*** Exercise input Section Begins ***
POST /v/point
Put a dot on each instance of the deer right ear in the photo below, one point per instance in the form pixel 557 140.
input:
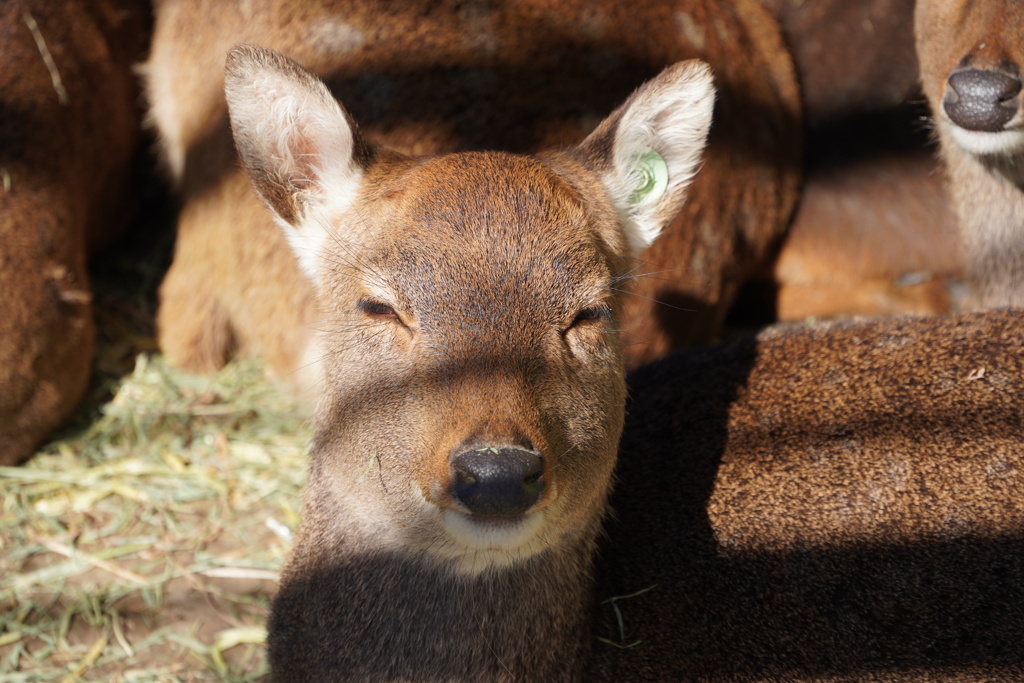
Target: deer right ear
pixel 648 150
pixel 299 147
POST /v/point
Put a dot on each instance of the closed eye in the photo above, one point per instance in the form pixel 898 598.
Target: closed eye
pixel 377 308
pixel 591 314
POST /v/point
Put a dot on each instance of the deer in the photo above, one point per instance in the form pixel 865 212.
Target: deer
pixel 970 70
pixel 69 134
pixel 873 232
pixel 488 500
pixel 428 78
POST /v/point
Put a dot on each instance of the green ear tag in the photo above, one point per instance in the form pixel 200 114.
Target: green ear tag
pixel 653 178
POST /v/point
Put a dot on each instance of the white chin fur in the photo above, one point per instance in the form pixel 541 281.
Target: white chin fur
pixel 471 546
pixel 1006 142
pixel 476 546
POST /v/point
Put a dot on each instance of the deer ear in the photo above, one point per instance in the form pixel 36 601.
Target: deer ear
pixel 300 148
pixel 649 148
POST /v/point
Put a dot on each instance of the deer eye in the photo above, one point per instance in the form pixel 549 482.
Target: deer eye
pixel 376 308
pixel 591 314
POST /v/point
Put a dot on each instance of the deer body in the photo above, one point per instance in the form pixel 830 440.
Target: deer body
pixel 873 232
pixel 971 69
pixel 68 137
pixel 811 504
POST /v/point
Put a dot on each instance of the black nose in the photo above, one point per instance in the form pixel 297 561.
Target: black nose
pixel 503 481
pixel 982 99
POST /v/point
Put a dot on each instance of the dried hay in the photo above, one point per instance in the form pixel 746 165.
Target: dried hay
pixel 144 546
pixel 143 543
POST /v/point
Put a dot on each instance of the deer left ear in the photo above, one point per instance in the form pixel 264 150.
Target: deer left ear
pixel 648 150
pixel 300 148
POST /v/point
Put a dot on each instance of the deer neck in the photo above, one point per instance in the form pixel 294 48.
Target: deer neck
pixel 382 614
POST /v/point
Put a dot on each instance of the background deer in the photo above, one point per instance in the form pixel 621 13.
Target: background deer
pixel 873 232
pixel 971 69
pixel 809 504
pixel 69 130
pixel 426 78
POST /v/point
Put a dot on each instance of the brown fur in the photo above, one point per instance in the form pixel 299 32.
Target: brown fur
pixel 67 166
pixel 833 503
pixel 986 184
pixel 428 78
pixel 873 232
pixel 819 503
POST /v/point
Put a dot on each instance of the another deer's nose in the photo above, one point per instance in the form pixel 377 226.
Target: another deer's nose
*** Exercise input Section Ends ***
:: What is being asked ::
Copy out nothing but text: transcribe the listing exactly and skip each picture.

:: Solved problem ::
POST /v/point
Put a dot on each instance of the deer right ear in the photo below, one point per instance in the form pixel 557 140.
input:
Target: deer right ear
pixel 648 150
pixel 299 147
POST /v/point
Put a dot on each instance of the closed eye in the photo above, one point per instance in the form pixel 898 598.
Target: closed eye
pixel 377 308
pixel 591 314
POST /v/point
Put a dot on each instance of the deer in the photo above, one point per instance in the form pixel 865 212.
Target: deer
pixel 970 70
pixel 69 134
pixel 873 232
pixel 488 500
pixel 428 78
POST /v/point
Put a dot on each instance of the green ear tag in the photo above, one point per instance in the form pixel 200 114.
Target: green ear tag
pixel 653 178
POST /v/point
Put a dot on each instance of the white chin fur in the photo above, one point per instance in the form pixel 541 281.
Target: white chin fur
pixel 471 546
pixel 1006 142
pixel 476 546
POST /v/point
Put a dot on each instance of the deer ear in the photo above, one point per instance in the form pixel 36 601.
Target: deer ear
pixel 300 148
pixel 649 148
POST /v/point
Put a dot on each instance of the deer eye in the photo above, one point per instance in the form pixel 549 482.
Target: deer eye
pixel 376 308
pixel 591 314
POST /v/point
Put a dot on each instance of the deer body in the photo above, one point per instance in the form pixel 830 440.
Target: deer body
pixel 873 232
pixel 971 69
pixel 68 137
pixel 811 504
POST /v/point
Put a dot on each instance of the black nose in the photo above, one point per instance in the form pixel 297 561.
Target: black nose
pixel 503 481
pixel 982 99
POST /v/point
Put a dot on each instance of the dried hay in the photo above, one point per instance in the form pixel 746 165.
Target: dried hay
pixel 144 546
pixel 143 543
POST /v/point
Put a dot on each instance of the deer left ear in the photo above, one point per instance in the form pixel 264 150.
Target: deer left ear
pixel 648 150
pixel 300 148
POST /v/point
Put a dot on each instance of the deer neck in the photo above, one point per instance in the form pixel 294 48.
Target: deer neck
pixel 382 614
POST /v/point
Put a dot on each instance of the background deer in the photo above, one point per instance in the form pixel 621 13.
Target: background deer
pixel 873 232
pixel 971 69
pixel 809 504
pixel 69 130
pixel 426 78
POST /v/point
Put a dot on each instance of the brown fur in the photo above, one point per instance in the form pixel 299 32.
Target: brown fur
pixel 67 166
pixel 833 503
pixel 986 184
pixel 428 78
pixel 873 232
pixel 819 503
POST /v/point
Put a dot on each instance of the another deer's nose in the photo above, one point per instance in the form pixel 377 226.
Target: another deer's nose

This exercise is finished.